__PROBLEM TO SOLVE__: Extract every record, exactly as written, and ignore the pictures.

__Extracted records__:

=== Begin Enclosure ===

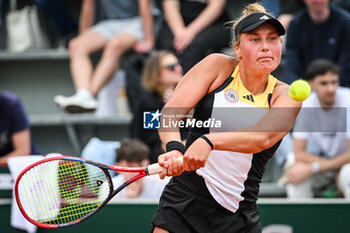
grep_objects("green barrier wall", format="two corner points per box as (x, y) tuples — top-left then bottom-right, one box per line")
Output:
(1, 199), (350, 233)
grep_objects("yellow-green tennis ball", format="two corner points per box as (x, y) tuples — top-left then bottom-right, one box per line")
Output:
(289, 79), (311, 101)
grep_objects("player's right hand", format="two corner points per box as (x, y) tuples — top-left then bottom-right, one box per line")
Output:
(182, 136), (211, 171)
(158, 150), (184, 179)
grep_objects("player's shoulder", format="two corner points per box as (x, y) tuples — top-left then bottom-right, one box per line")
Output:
(199, 53), (237, 78)
(273, 80), (289, 95)
(204, 53), (237, 66)
(271, 81), (301, 107)
(271, 81), (289, 99)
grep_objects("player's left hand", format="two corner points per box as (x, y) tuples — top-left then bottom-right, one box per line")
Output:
(158, 150), (184, 179)
(134, 39), (154, 53)
(285, 162), (313, 184)
(183, 137), (212, 171)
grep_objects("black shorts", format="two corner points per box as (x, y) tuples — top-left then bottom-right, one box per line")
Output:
(151, 171), (261, 233)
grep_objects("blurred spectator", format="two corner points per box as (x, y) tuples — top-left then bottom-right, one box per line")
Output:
(277, 0), (304, 31)
(284, 0), (350, 86)
(130, 51), (183, 164)
(262, 0), (350, 31)
(0, 91), (39, 164)
(34, 0), (81, 48)
(285, 59), (350, 198)
(54, 0), (154, 113)
(333, 0), (350, 12)
(156, 0), (230, 74)
(261, 0), (280, 17)
(111, 138), (170, 199)
(0, 0), (2, 26)
(124, 53), (149, 114)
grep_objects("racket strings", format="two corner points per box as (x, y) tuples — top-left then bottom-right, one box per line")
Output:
(17, 159), (110, 226)
(20, 161), (61, 222)
(54, 162), (106, 224)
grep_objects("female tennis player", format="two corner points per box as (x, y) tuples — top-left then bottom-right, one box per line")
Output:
(151, 3), (301, 233)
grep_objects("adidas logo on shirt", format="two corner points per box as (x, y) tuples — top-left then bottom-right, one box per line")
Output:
(243, 94), (255, 103)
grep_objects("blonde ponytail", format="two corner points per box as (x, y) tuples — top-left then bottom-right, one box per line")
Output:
(231, 3), (272, 43)
(241, 3), (267, 16)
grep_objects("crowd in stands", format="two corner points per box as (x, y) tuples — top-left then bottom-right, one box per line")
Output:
(54, 0), (154, 113)
(111, 138), (170, 199)
(1, 0), (350, 200)
(284, 0), (350, 87)
(0, 92), (39, 163)
(129, 50), (183, 164)
(283, 59), (350, 199)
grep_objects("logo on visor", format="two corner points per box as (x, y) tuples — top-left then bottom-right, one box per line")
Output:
(259, 15), (269, 20)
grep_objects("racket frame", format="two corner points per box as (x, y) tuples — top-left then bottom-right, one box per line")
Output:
(15, 156), (152, 228)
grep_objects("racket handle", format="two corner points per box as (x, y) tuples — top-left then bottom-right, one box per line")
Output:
(147, 157), (183, 175)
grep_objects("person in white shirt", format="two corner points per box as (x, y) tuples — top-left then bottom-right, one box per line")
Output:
(285, 58), (350, 198)
(111, 138), (170, 200)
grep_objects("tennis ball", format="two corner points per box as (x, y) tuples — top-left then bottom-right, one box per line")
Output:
(289, 79), (311, 101)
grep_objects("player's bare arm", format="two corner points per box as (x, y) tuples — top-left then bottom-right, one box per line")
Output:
(158, 54), (235, 175)
(205, 82), (301, 153)
(159, 53), (236, 142)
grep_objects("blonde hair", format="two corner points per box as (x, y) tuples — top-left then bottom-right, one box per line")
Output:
(142, 50), (174, 97)
(231, 3), (271, 45)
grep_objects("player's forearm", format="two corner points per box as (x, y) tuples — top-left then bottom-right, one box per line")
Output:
(186, 0), (226, 36)
(206, 103), (299, 153)
(159, 131), (183, 148)
(208, 102), (299, 153)
(163, 0), (185, 34)
(158, 105), (189, 149)
(206, 130), (286, 154)
(79, 0), (95, 34)
(139, 0), (154, 42)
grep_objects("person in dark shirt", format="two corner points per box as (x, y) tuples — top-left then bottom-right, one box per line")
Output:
(284, 0), (350, 87)
(130, 51), (183, 163)
(0, 92), (39, 163)
(156, 0), (230, 74)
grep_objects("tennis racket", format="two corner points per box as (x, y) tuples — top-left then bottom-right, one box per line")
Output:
(15, 156), (181, 228)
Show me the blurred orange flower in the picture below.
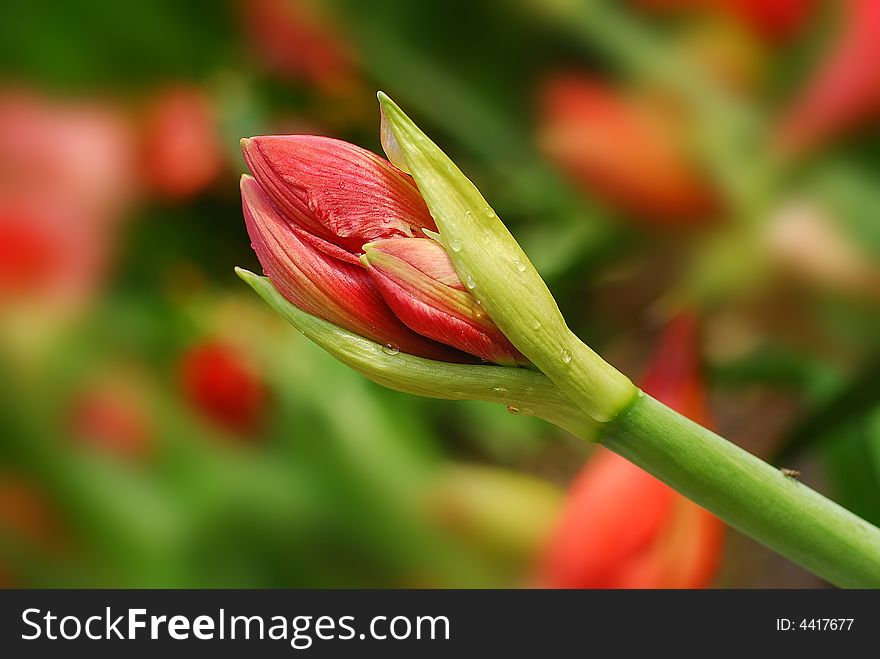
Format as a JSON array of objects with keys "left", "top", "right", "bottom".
[
  {"left": 537, "top": 75, "right": 717, "bottom": 226},
  {"left": 538, "top": 313, "right": 724, "bottom": 588}
]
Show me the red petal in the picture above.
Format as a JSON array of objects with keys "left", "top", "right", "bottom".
[
  {"left": 363, "top": 239, "right": 526, "bottom": 366},
  {"left": 242, "top": 135, "right": 437, "bottom": 252},
  {"left": 241, "top": 176, "right": 466, "bottom": 362}
]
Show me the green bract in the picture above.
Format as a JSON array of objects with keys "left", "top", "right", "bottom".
[
  {"left": 378, "top": 92, "right": 637, "bottom": 422},
  {"left": 237, "top": 268, "right": 597, "bottom": 440}
]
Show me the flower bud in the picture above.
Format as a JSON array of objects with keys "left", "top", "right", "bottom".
[
  {"left": 241, "top": 134, "right": 437, "bottom": 253},
  {"left": 362, "top": 237, "right": 527, "bottom": 366},
  {"left": 241, "top": 175, "right": 464, "bottom": 362}
]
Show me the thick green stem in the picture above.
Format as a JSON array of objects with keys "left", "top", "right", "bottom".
[
  {"left": 241, "top": 268, "right": 880, "bottom": 587},
  {"left": 603, "top": 392, "right": 880, "bottom": 588}
]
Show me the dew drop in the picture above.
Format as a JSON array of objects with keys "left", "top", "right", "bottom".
[
  {"left": 560, "top": 348, "right": 572, "bottom": 364},
  {"left": 485, "top": 206, "right": 496, "bottom": 218},
  {"left": 492, "top": 387, "right": 507, "bottom": 393},
  {"left": 382, "top": 343, "right": 400, "bottom": 356},
  {"left": 532, "top": 320, "right": 542, "bottom": 330},
  {"left": 465, "top": 275, "right": 476, "bottom": 290},
  {"left": 507, "top": 405, "right": 520, "bottom": 415},
  {"left": 464, "top": 210, "right": 473, "bottom": 221},
  {"left": 515, "top": 261, "right": 527, "bottom": 273},
  {"left": 448, "top": 237, "right": 462, "bottom": 252}
]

=== End Enclosure ===

__RESULT OF THIS EXERCISE__:
grep_objects("green barrier wall", format="two corner points per box as (x, y) tuples — top-left then bottom-right, one box per line")
Output:
(1, 199), (350, 233)
grep_objects("yellow-green tennis ball", format="two corner points per box as (x, y) tuples — top-left then bottom-right, one box per line")
Output:
(289, 79), (311, 101)
grep_objects("player's right hand", format="two corner points per box as (x, y) tuples — top-left then bottom-right, one box per line")
Output:
(182, 136), (211, 171)
(158, 150), (184, 179)
grep_objects("player's shoulder", format="two corner points per box as (x, y) tuples — top-left then bottom-right, one box per line")
Output:
(199, 53), (237, 78)
(273, 80), (289, 95)
(204, 53), (237, 66)
(271, 81), (301, 107)
(271, 81), (289, 99)
grep_objects("player's left hand", format="two corner points per box as (x, y) tuples — top-left then bottom-right, one box per line")
Output:
(158, 150), (184, 179)
(134, 39), (154, 53)
(285, 162), (313, 184)
(183, 137), (212, 171)
grep_objects("black shorts", format="two corner points per box as (x, y) tuples — top-left then bottom-right, one box per line")
Output:
(151, 171), (261, 233)
grep_objects("blurred spectator", format="two corner points per box as (x, y) tuples — top-left then bottom-right, one box per line")
Output:
(277, 0), (304, 31)
(284, 0), (350, 86)
(130, 51), (183, 164)
(262, 0), (350, 31)
(0, 91), (39, 164)
(34, 0), (81, 48)
(285, 59), (350, 198)
(54, 0), (154, 113)
(333, 0), (350, 12)
(156, 0), (230, 74)
(261, 0), (280, 17)
(111, 138), (170, 199)
(0, 0), (2, 26)
(124, 53), (149, 114)
grep_objects("racket strings", format="two corner points per box as (x, y) tuples — top-left then bottom-right, one box per line")
Output:
(17, 159), (110, 226)
(20, 161), (61, 222)
(54, 162), (106, 224)
grep_objects("female tennis player", format="two corner points per box as (x, y) tuples — top-left then bottom-right, one box per line")
Output:
(151, 3), (301, 233)
grep_objects("adidas logo on shirt", format="two corner points per box as (x, y) tuples — top-left then bottom-right, one box per line")
Output:
(243, 94), (255, 103)
grep_objects("blonde ponytail", format="two corner points per box as (x, y) tuples — top-left then bottom-right, one box per line")
Output:
(231, 3), (272, 43)
(241, 3), (267, 16)
grep_objects("crowd in stands", format="two corner points per box as (x, y) tuples — top-left then bottom-right, one box per line")
Output:
(54, 0), (154, 113)
(111, 138), (170, 199)
(1, 0), (350, 200)
(284, 0), (350, 87)
(0, 92), (39, 163)
(129, 50), (183, 164)
(283, 59), (350, 199)
grep_objects("logo on visor", format="two corner points per box as (x, y) tuples — top-left then bottom-right, one box per line")
Output:
(259, 15), (269, 20)
grep_objects("racket frame", format="two corner points per box as (x, y) tuples — top-left then bottom-right, one box per line")
Output:
(15, 156), (152, 228)
grep_objects("racket handle", format="two corner points per box as (x, y) tuples — top-left then bottom-right, one box per line")
Output:
(147, 157), (183, 175)
grep_objects("person in white shirt", format="two corner points per box as (x, y) tuples — top-left then bottom-right, one box per line")
Output:
(285, 58), (350, 198)
(111, 138), (170, 200)
grep_objects("tennis ball", format="two corner points per box as (x, y) tuples — top-left then bottom-right, one box per line")
Output:
(289, 79), (311, 101)
grep_objects("player's bare arm", format="two corner points per box as (x, y) tuples — top-left then bottom-right, one box per line")
Output:
(158, 54), (235, 175)
(205, 82), (301, 153)
(159, 53), (236, 142)
grep_objects("blonde hair", format="two corner points per box as (x, y) tuples — top-left then bottom-right, one box per line")
Output:
(142, 50), (174, 97)
(231, 3), (271, 45)
grep_objects("player's forearm", format="two corner points per box as (x, y) tuples — top-left then bottom-right, one box per line")
Output:
(186, 0), (226, 36)
(206, 103), (299, 153)
(159, 131), (183, 148)
(208, 102), (299, 153)
(163, 0), (185, 34)
(158, 105), (189, 149)
(206, 130), (286, 154)
(79, 0), (95, 34)
(139, 0), (154, 42)
grep_objects("person in dark shirt", format="two corner points per box as (x, y) tuples — top-left then bottom-right, one box per line")
Output:
(284, 0), (350, 87)
(130, 51), (183, 163)
(0, 92), (39, 163)
(156, 0), (230, 74)
grep_objects("tennis racket", format="two corner points per box as (x, y) tuples — top-left then bottom-right, one box per line")
Output:
(15, 156), (181, 228)
Show me the blurred orange flower in the picture below.
Format as a JSON array of objects with keys "left", "top", "right", "bottom".
[
  {"left": 537, "top": 75, "right": 717, "bottom": 226},
  {"left": 538, "top": 313, "right": 724, "bottom": 588}
]
Show me the red petal in the picture above.
Format as a JSON array of objects with keys "left", "top", "right", "bottom".
[
  {"left": 363, "top": 239, "right": 526, "bottom": 366},
  {"left": 242, "top": 135, "right": 437, "bottom": 252},
  {"left": 241, "top": 176, "right": 466, "bottom": 362}
]
Show me the green bract in the picture above.
Format as a JSON array of objects with keys "left", "top", "right", "bottom".
[
  {"left": 378, "top": 92, "right": 637, "bottom": 422},
  {"left": 237, "top": 268, "right": 597, "bottom": 440}
]
Show me the flower bud in the picture above.
Format as a JSON array of objects with keys "left", "top", "right", "bottom".
[
  {"left": 241, "top": 134, "right": 437, "bottom": 253},
  {"left": 362, "top": 237, "right": 527, "bottom": 366},
  {"left": 241, "top": 175, "right": 464, "bottom": 362}
]
Show me the thick green stem in the picture above.
Format as a JSON array of objects with keys "left", "top", "right", "bottom".
[
  {"left": 241, "top": 268, "right": 880, "bottom": 587},
  {"left": 603, "top": 392, "right": 880, "bottom": 588}
]
Show me the dew drop in the picture above.
Format as a JSON array of objects with keys "left", "top", "right", "bottom".
[
  {"left": 560, "top": 348, "right": 572, "bottom": 364},
  {"left": 485, "top": 206, "right": 496, "bottom": 218},
  {"left": 492, "top": 387, "right": 507, "bottom": 393},
  {"left": 382, "top": 343, "right": 400, "bottom": 356},
  {"left": 532, "top": 320, "right": 542, "bottom": 330},
  {"left": 465, "top": 275, "right": 476, "bottom": 290},
  {"left": 507, "top": 405, "right": 520, "bottom": 415},
  {"left": 464, "top": 210, "right": 473, "bottom": 221},
  {"left": 515, "top": 261, "right": 527, "bottom": 273},
  {"left": 448, "top": 237, "right": 462, "bottom": 252}
]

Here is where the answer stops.